Document text:
══════

Situated on Vozrozhdeniya Island, aka Anthrax Island, in the now dried-up Aral Sea, Kantubek was a town that housed 1,500 Soviet scientists and their families.

The scientists were employees of the notorious Aralsk-7 lab complex nearby. Previously one of the world’s largest biological-warfare testing facilities, the top-secret complex was operational until the early 1990s.

After the collapse of the Soviet Union, the entire lab complex was relocated to the city of Kirov within the newly-created Russian Federation.

Kantubek became a sinister ghost town and one of the most toxic on the planet. Vozrozhdeniya Island was reduced to a dumping ground for the Soviet Union’s enormous cache of deadly anthrax.

══════

Material shown:
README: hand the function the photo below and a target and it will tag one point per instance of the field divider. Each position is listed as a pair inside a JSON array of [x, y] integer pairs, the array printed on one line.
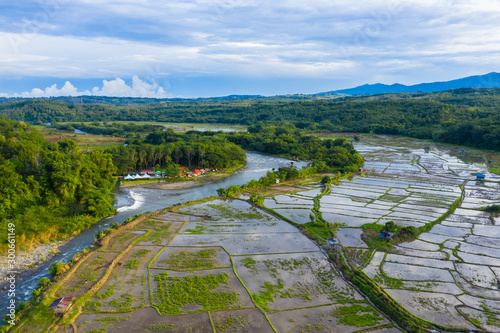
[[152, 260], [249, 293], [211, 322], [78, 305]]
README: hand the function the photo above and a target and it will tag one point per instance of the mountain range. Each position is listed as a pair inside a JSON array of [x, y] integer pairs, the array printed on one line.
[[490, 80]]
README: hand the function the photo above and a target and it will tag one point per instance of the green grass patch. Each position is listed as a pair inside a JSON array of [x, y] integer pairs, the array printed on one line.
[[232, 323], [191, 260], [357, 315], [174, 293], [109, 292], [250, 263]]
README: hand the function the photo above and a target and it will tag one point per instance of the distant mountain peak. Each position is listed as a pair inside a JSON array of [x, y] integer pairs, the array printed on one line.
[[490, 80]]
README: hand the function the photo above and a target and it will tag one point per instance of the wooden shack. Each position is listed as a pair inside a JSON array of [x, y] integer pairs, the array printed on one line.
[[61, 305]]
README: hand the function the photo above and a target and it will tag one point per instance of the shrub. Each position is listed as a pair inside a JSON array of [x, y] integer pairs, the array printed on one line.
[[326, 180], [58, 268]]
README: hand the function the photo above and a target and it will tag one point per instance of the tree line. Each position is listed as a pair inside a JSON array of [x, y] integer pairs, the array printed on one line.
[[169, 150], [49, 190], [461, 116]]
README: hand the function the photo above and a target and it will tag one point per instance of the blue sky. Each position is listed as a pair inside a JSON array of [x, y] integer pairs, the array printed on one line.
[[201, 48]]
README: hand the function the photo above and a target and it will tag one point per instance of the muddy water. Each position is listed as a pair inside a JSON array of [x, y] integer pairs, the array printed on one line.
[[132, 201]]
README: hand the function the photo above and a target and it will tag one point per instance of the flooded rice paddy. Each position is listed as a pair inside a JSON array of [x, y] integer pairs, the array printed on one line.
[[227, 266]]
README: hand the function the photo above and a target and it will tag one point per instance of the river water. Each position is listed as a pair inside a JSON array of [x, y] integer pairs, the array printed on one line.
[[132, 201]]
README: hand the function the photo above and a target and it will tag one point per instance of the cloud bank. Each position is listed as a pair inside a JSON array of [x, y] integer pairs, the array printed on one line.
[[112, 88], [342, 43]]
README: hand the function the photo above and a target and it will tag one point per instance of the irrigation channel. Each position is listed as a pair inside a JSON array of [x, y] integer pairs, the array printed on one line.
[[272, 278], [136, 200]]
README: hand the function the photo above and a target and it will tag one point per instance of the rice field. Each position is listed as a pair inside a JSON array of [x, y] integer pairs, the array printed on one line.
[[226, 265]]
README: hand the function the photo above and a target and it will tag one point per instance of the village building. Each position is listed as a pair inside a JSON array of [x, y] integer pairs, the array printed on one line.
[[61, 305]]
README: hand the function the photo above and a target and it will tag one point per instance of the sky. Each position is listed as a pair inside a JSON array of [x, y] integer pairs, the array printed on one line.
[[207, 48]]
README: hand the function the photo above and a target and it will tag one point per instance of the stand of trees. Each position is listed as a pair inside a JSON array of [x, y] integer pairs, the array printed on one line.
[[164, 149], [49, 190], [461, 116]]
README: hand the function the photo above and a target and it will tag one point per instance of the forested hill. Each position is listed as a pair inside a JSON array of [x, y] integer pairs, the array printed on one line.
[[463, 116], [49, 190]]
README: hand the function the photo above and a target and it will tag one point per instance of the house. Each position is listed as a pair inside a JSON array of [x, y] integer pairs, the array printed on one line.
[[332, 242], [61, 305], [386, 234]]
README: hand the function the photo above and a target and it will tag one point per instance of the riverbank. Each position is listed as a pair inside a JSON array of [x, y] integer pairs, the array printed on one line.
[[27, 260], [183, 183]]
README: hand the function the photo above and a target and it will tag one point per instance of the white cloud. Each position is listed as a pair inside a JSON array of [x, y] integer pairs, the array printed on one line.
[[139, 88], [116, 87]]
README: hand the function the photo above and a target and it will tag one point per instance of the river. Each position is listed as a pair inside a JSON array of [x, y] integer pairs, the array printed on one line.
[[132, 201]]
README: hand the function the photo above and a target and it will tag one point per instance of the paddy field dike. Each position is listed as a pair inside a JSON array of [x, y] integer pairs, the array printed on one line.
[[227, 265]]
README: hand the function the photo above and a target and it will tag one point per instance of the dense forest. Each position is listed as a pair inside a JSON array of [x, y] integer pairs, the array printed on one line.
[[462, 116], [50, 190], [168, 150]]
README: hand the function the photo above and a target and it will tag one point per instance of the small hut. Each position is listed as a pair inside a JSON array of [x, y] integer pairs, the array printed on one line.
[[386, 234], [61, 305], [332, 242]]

══════

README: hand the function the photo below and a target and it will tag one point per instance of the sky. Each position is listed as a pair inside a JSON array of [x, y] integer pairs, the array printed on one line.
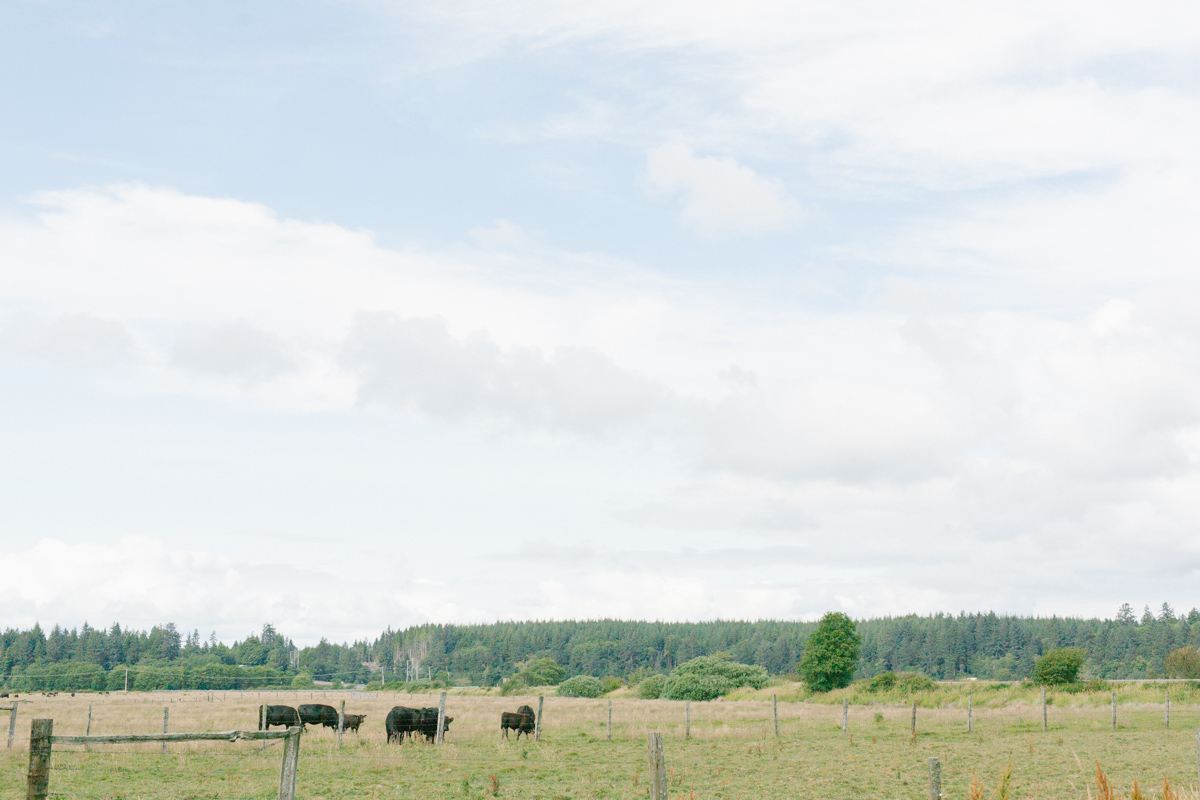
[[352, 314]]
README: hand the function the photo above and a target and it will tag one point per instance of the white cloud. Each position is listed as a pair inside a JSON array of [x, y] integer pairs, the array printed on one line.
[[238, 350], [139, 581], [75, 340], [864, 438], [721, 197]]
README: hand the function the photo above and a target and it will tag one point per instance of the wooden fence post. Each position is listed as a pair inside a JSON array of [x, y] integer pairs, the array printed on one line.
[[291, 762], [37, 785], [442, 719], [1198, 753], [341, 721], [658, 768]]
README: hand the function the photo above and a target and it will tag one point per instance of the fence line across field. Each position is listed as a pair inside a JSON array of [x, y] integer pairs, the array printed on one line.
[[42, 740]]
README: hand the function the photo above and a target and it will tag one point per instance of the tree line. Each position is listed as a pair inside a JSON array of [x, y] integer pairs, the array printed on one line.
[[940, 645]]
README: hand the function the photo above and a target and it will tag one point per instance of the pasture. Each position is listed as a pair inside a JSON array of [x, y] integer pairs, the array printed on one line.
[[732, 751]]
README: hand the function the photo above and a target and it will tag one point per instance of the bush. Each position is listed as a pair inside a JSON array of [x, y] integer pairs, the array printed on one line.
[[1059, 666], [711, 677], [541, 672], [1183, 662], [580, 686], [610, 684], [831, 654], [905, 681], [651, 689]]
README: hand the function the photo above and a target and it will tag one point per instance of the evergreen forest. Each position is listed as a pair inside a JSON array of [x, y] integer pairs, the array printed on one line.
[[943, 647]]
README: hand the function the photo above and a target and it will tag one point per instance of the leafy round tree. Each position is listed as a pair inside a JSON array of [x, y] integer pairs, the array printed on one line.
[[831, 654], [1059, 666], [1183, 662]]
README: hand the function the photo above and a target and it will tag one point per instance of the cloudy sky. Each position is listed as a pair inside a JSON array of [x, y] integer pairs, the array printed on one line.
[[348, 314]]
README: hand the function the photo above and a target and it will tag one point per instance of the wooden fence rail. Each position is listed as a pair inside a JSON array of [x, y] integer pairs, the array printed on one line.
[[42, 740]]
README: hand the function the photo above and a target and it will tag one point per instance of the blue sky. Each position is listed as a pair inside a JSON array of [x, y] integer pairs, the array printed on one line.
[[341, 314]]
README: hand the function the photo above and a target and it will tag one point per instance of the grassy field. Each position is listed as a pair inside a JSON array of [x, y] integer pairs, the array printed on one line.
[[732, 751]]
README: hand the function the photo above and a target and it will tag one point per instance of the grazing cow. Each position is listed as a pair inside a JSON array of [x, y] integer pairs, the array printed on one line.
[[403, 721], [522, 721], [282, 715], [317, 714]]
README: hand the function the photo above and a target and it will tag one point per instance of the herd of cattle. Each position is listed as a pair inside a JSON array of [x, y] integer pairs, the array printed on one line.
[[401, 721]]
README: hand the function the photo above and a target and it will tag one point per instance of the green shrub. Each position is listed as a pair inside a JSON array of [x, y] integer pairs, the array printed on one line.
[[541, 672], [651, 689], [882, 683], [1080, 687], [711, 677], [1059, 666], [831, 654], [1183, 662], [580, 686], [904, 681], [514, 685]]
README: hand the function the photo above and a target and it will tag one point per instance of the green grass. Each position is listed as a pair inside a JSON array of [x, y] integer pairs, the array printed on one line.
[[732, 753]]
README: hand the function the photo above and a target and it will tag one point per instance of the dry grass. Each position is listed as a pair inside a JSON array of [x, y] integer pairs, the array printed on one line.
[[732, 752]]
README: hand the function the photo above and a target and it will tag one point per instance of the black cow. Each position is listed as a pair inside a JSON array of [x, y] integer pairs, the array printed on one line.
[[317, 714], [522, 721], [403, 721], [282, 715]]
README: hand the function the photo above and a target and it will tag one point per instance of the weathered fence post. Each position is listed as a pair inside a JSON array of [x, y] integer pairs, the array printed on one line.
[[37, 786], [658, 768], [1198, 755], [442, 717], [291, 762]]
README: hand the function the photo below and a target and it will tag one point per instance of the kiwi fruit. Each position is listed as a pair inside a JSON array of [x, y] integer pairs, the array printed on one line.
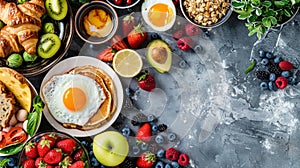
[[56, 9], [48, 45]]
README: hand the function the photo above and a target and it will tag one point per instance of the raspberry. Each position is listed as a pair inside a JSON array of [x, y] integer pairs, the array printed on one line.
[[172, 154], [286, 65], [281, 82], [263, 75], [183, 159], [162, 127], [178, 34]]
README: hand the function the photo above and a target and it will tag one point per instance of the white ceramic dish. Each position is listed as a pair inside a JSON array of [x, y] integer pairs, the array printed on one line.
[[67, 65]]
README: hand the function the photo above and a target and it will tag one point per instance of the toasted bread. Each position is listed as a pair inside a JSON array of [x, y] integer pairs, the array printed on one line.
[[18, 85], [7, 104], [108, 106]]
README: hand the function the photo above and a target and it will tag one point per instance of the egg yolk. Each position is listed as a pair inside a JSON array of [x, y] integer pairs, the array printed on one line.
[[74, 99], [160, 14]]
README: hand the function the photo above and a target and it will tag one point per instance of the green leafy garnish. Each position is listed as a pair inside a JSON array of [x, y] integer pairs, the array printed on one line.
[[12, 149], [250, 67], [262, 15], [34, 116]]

══════

Action item: Output the Kantubek text above word for word, from "The scientists were" to "the early 1990s.".

Solution below:
The scientists were employees of the notorious Aralsk-7 lab complex nearby. Previously one of the world’s largest biological-warfare testing facilities, the top-secret complex was operational until the early 1990s.